Task directions: Rewrite everything from the start of the items down to the line that contains "POLYGON ((888 436, 888", swapping "exterior ring" for "outer ring" and leaving all else unchanged. Omit the pictures.

Input data:
┄┄┄┄┄┄┄┄┄┄

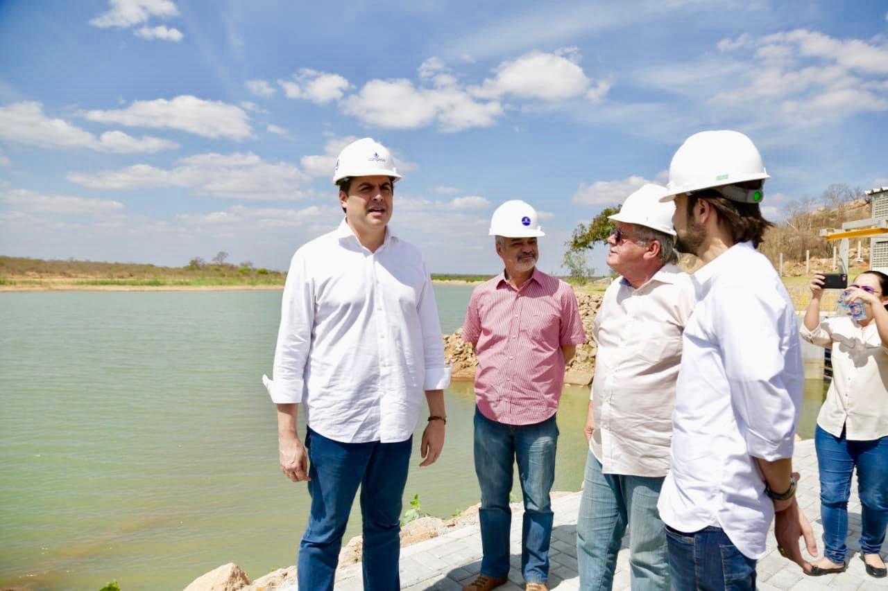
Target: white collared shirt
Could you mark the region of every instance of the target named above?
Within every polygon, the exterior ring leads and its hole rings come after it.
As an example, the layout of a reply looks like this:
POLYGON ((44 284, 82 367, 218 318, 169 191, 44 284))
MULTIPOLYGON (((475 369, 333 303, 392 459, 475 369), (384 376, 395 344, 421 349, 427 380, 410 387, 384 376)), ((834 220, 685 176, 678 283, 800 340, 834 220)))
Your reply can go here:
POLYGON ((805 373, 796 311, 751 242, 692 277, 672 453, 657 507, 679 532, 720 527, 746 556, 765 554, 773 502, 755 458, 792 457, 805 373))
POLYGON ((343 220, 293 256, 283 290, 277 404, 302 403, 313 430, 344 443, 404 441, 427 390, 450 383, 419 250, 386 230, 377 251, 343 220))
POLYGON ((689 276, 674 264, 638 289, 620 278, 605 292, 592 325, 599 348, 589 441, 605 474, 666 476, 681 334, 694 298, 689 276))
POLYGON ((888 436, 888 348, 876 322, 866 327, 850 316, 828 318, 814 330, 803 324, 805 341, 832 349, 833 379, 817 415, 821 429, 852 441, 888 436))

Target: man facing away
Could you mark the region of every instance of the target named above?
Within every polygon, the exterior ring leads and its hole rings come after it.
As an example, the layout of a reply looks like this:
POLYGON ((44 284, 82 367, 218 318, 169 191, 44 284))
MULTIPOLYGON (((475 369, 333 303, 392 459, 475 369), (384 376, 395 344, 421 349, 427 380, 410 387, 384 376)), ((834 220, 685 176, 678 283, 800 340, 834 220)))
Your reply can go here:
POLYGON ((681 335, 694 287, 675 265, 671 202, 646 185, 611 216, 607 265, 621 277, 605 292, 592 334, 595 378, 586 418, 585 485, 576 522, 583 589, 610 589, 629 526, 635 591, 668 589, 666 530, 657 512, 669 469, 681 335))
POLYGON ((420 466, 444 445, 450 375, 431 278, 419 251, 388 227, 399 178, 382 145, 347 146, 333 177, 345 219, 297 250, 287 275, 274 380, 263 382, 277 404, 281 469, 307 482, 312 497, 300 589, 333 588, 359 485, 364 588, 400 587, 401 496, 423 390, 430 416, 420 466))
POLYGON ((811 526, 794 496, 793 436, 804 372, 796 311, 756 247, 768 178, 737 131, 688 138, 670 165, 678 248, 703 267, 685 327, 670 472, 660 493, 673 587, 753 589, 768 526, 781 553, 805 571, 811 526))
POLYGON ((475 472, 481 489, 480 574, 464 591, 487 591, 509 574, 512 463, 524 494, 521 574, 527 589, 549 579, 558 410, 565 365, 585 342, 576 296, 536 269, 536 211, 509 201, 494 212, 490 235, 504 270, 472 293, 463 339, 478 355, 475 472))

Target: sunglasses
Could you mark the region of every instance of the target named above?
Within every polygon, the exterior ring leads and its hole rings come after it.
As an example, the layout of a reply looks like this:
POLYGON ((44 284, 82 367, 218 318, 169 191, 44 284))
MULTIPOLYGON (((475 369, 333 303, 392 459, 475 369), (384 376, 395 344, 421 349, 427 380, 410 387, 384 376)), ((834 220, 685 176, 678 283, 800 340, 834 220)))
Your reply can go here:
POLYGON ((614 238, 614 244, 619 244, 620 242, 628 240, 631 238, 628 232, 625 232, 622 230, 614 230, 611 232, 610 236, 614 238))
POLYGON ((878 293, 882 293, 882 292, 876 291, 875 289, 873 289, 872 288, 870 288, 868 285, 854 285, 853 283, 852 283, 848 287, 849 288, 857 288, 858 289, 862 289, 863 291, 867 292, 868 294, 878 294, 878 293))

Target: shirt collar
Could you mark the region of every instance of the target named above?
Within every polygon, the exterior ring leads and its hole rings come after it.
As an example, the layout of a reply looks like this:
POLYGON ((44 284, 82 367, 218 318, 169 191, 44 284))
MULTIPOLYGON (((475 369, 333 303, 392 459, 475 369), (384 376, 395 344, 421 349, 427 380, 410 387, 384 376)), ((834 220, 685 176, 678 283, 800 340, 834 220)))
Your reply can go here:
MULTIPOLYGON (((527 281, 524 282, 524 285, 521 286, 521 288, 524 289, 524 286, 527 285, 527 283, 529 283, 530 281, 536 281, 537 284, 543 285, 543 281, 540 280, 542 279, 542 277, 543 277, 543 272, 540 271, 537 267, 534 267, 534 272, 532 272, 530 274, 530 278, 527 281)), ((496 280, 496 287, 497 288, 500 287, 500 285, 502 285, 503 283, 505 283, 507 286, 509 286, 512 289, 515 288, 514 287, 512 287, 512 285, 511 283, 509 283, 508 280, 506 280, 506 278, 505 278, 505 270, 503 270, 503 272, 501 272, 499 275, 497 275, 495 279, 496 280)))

┄┄┄┄┄┄┄┄┄┄

The output:
Target: white collared shirt
Could you mark the region of every instance of the target named above?
Within every polygon, the outer ring leads and its hole rings come after it.
As an example, the layout of a reply looks like this:
POLYGON ((44 284, 82 367, 218 318, 169 191, 44 284))
MULTIPOLYGON (((475 369, 333 303, 392 459, 475 369), (384 376, 395 344, 421 349, 427 380, 410 387, 384 376)), ((834 220, 685 176, 678 283, 800 340, 834 220)))
Your reply can go here:
POLYGON ((805 373, 796 311, 751 242, 692 277, 672 453, 657 507, 679 532, 720 527, 746 556, 765 554, 773 502, 755 458, 792 457, 805 373))
POLYGON ((343 220, 293 256, 283 290, 277 404, 302 403, 313 430, 344 443, 404 441, 427 390, 450 383, 419 250, 386 230, 377 251, 343 220))
POLYGON ((689 276, 674 264, 638 289, 620 278, 605 292, 592 325, 599 348, 589 441, 605 474, 666 476, 681 334, 694 298, 689 276))
POLYGON ((888 436, 888 348, 876 322, 866 327, 850 316, 828 318, 814 330, 803 324, 805 341, 832 349, 833 379, 817 415, 821 429, 852 441, 888 436))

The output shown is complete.